[Items stored from a collection]
☆ ☆ ☆ ☆ ☆ ☆ ☆
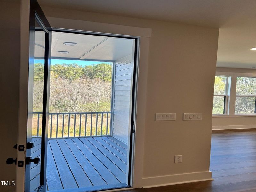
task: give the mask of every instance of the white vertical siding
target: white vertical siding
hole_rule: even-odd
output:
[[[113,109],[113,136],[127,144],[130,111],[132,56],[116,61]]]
☆ ☆ ☆ ☆ ☆ ☆ ☆
Please pick out every line above that contains the word "vertical" and copy each one.

Answer to this problem
task: give the mask of every instance of the white vertical siding
target: white vertical siding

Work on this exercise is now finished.